*PAGE EXTRACT*.
[start]

The Daniel Dean Trial of Scott County, Virginia was a trial that took place in the town of Estiville (Gate City), Virginia in July 1877. What makes this trial unique is that it was the first and only time that an individual was convicted of murder in the state of Virginia based solely on circumstantial evidence.

History
On June 25, 1877, Henry Fugate was found shot in the back on his farm while plowing his fields. The farm was between Nickelsville and Estillville (Gate City) Virginia.  Relatives heard the shot, and saw Fugate's plow horse galloping across the field. They found Fugate lying in the field. He was conscious long enough to tell them that he had been shot from the tree line that bordered the field.   Although the wound was fatal, he lived for two days, but was unable to be revived. Suspicion fell on a neighbor that lived no more than a half mile away, Daniel Dean. Several months before, he and Fugate had a falling-out, when Henry Fugate and his father were going to testify in a perjury case against Dean in July. Dean was arrested, but before he could be taken to Estillville jail, he escaped and attempted to make a run into the mountains. He was then captured and taken straight to the Estillville jail to await trail.  Because he tried to escape, many of Dean's neighbors believed him guilty.  Why else would he make a run for it unless he was guilty?  He was represented by the best defense attorney at the time, Patrick Hagan, who founded the town of Dungannon, Virginia. Patrick Hagan felt that Daniel was so innocent that he refused to work for any money.

Unusual circumstances
When Daniel was first tried, it resulted in a mistrial because one of the jurors believed Daniel to be completely innocent and voted for an acquittal. It was J.R. Wilhelm. Wilhelm was running for Scott County Sheriff at the time. He was elected before the sentencing would be carried out, and would be the forever known for placing a curse on Estiville for supposedly hanging an innocent man. The second trial resulted in a mistrial with some unusual occurrences. A witness was paid fifty dollars by a lawyer who was his uncle, if he would testify against Dean. When this became known, the uncle fled town and didn't return for over twenty-five years, leaving his nephew to be sentenced for three years for perjury.  The jury in the second trial could not reach a verdict. The court, fearing that the community was starting to take sides, sent for a jury from outside of the county. A jury was selected from Washington County and the case was tried in May 1878, almost a full year later.

[end]

*ACTIONS TO TAKE*.
a: Duplicate a section of the passage on the Daniel Dean trial word for word. Begin at the words "The Daniel Dean" and stop after "on circumstantial evidence.".
b: Answer these questions using the passage on the Daniel Dean trial:
(i) On what date was Henry Fugate found shot?
(ii) Who was the defense attorney who represented Dean?
(iii) From which county was the jury selected when the court sent for one from outside the county?
c: Write the next part of the passage on the Daniel Dean trial, picking up after its final sentence.

Point annotation dataset records:
[start]

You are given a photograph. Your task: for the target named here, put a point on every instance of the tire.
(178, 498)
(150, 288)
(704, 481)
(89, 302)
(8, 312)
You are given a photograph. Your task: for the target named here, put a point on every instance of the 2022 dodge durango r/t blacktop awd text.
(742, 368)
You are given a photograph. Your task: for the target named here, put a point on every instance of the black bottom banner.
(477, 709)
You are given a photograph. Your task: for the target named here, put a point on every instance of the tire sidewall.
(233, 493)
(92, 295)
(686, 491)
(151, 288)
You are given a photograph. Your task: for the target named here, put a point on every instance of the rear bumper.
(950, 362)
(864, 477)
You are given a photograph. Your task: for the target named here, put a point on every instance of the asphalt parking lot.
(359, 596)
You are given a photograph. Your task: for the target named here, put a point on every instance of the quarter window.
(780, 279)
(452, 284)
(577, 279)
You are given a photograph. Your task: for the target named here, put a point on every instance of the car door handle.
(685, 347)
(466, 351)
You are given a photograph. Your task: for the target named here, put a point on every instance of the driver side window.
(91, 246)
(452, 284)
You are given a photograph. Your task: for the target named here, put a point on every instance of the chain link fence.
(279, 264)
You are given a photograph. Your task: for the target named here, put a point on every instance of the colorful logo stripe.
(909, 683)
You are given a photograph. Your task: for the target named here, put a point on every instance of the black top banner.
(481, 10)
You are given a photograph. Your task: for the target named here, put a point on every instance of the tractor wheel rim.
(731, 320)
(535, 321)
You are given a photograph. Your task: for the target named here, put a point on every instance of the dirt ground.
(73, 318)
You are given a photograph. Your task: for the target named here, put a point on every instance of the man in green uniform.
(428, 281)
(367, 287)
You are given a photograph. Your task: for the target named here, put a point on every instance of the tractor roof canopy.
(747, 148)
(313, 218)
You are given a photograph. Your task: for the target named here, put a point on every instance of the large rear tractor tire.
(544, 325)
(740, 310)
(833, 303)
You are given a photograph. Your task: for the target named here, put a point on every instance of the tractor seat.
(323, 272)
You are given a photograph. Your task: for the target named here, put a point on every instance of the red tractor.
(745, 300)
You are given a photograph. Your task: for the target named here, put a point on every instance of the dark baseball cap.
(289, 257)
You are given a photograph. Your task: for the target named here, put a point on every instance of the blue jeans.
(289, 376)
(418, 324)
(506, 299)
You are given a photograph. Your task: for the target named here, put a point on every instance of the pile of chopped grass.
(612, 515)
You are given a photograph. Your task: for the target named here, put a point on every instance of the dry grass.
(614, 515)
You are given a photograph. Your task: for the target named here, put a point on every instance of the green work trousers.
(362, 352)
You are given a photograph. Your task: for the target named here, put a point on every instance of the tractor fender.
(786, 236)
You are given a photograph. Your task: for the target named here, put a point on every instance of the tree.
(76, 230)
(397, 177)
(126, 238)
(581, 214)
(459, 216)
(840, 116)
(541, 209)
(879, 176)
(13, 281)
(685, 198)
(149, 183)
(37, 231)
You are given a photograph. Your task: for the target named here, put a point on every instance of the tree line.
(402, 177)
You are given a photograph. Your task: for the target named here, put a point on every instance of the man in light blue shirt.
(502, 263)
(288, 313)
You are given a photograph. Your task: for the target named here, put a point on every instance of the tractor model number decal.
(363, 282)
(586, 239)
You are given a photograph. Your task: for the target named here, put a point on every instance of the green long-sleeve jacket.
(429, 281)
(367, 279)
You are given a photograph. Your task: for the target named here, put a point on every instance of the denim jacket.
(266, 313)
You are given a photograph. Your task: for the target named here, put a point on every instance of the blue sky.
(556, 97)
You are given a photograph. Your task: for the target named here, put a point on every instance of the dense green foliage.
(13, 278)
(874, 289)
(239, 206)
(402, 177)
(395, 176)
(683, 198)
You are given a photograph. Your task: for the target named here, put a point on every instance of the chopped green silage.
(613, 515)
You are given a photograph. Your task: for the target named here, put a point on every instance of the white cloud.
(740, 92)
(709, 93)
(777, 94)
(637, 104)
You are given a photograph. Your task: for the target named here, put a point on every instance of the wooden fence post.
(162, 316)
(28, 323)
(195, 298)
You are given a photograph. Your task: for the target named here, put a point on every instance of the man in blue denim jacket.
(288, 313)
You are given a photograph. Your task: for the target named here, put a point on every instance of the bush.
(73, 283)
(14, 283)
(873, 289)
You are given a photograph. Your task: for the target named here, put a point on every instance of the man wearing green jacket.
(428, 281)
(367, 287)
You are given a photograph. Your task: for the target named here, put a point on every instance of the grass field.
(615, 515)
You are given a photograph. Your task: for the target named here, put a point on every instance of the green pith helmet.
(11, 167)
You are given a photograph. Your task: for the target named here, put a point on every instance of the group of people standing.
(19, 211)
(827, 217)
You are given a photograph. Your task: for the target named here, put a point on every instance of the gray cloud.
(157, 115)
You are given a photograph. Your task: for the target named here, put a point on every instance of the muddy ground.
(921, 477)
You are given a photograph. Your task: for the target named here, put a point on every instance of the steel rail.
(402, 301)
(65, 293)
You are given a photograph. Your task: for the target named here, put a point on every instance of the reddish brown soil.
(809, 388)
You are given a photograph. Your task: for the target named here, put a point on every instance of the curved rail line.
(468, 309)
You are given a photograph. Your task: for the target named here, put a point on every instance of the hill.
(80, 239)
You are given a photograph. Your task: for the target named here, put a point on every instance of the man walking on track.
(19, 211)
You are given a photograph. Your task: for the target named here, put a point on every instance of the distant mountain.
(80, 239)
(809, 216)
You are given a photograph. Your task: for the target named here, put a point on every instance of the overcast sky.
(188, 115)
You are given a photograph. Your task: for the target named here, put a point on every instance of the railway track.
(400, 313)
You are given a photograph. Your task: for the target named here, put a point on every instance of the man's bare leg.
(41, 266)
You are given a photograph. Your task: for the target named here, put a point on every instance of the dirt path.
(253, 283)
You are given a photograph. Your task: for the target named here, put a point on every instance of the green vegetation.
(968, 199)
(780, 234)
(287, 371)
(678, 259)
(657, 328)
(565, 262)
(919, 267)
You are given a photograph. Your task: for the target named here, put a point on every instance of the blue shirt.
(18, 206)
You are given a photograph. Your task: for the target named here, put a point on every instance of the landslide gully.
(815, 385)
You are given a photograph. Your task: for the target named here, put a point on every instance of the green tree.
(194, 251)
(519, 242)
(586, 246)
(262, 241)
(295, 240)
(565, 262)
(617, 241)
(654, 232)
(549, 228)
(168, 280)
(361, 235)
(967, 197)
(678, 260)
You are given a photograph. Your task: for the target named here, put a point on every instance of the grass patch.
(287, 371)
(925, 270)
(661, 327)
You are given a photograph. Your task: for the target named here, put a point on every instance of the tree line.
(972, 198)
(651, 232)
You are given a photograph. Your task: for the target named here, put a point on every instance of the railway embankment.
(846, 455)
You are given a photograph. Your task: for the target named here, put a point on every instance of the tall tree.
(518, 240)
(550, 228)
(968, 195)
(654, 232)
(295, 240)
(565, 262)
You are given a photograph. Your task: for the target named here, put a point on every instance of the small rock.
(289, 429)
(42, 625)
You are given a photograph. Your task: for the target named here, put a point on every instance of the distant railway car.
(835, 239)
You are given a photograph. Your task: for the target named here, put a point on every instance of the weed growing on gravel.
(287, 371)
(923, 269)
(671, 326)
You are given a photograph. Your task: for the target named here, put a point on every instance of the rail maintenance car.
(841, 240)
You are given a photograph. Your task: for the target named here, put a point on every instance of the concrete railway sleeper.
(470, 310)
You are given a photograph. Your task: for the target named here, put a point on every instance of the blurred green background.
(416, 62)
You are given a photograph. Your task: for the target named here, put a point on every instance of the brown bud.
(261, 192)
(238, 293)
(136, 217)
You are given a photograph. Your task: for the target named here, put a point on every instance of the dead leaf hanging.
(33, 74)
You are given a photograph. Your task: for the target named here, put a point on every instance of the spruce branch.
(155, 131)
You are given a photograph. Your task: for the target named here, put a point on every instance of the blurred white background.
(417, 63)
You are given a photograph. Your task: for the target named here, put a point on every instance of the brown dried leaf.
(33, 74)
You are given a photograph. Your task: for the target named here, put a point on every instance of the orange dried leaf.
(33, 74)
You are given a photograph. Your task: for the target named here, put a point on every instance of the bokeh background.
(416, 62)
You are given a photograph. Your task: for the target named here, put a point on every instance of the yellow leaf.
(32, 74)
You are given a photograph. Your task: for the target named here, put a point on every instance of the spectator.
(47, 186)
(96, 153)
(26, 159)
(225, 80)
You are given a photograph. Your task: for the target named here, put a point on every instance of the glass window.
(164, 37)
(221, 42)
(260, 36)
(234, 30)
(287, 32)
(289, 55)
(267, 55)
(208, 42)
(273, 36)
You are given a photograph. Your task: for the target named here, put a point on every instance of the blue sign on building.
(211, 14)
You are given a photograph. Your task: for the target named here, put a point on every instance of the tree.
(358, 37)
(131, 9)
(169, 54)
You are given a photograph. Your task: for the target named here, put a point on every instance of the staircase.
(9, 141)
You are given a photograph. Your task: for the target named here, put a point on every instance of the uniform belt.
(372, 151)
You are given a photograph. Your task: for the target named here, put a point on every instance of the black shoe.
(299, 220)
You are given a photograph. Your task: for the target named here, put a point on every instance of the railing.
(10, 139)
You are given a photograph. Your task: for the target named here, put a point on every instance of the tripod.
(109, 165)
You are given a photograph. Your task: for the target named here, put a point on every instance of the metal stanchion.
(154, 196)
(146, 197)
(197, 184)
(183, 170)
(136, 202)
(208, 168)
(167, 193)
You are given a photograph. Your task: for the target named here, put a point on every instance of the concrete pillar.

[end]

*ANSWER LIST*.
a:
The Daniel Dean Trial of Scott County, Virginia was a trial that took place in the town of Estiville (Gate City), Virginia in July 1877. What makes this trial unique is that it was the first and only time that an individual was convicted of murder in the state of Virginia based solely on circumstantial evidence.

b:
(i) June 25, 1877
(ii) Patrick Hagan
(iii) Washington County

c:
Third trial
In the third trial, the prosecution presented several witnesses who testified that Dean told them that Fugate would "get what was coming to him". It was also revealed that Daniel Dean had borrowed a rifle from a neighbor named Francisco. Dean's own rifle was left at the Cleek Store (a gun shop at the time) in Estiville for repairs. The rifle that Dean borrowed was a large-bored rifle with a square barrel. This rifle would prove in court to be Dean's undoing. Police officers at that time examined where they believed the shot came from, and located what seemed to be a square indention on a rail.  Police felt that the shooter sat on the ground behind a bush, and rested the rifle on the fence rail to steady his aim. When the murderer fired the rifle it obviously jumped leaving the indention. When the Francisco gun was placed on this indention, it matched. The bullet pulled from Fugate's body had a similar weight to the bullet that the Francisco gun fired. When this gun was sent for by court officials, Dean swore that it would not shoot, because the trigger wouldn't stay cocked. Examination of the rifle proved that Dean had fired it and that the trigger was recently tampered with. Dean's two boys testified on his behalf. Both boys swore that they were with their father on Monday morning when Fugate was shot, and therefore he couldn't possibly be the murderer.

Verdict
All of the evidence that prosecutors presented was circumstantial. They said that Dean was within the area at the right time, and the right place. Also, he had the means, opportunity, and reason to commit the deed. On top of that he tried to escape. Patrick Hagan did everything that he could to save Daniel Dean. He gave an eight-hour speech in defense of Daniel, but to no avail. Dean was convicted totally on circumstantial evidence. When the sentence was handed down that Daniel was guilty, Patrick Hagan appealed it to the Virginia Supreme Court.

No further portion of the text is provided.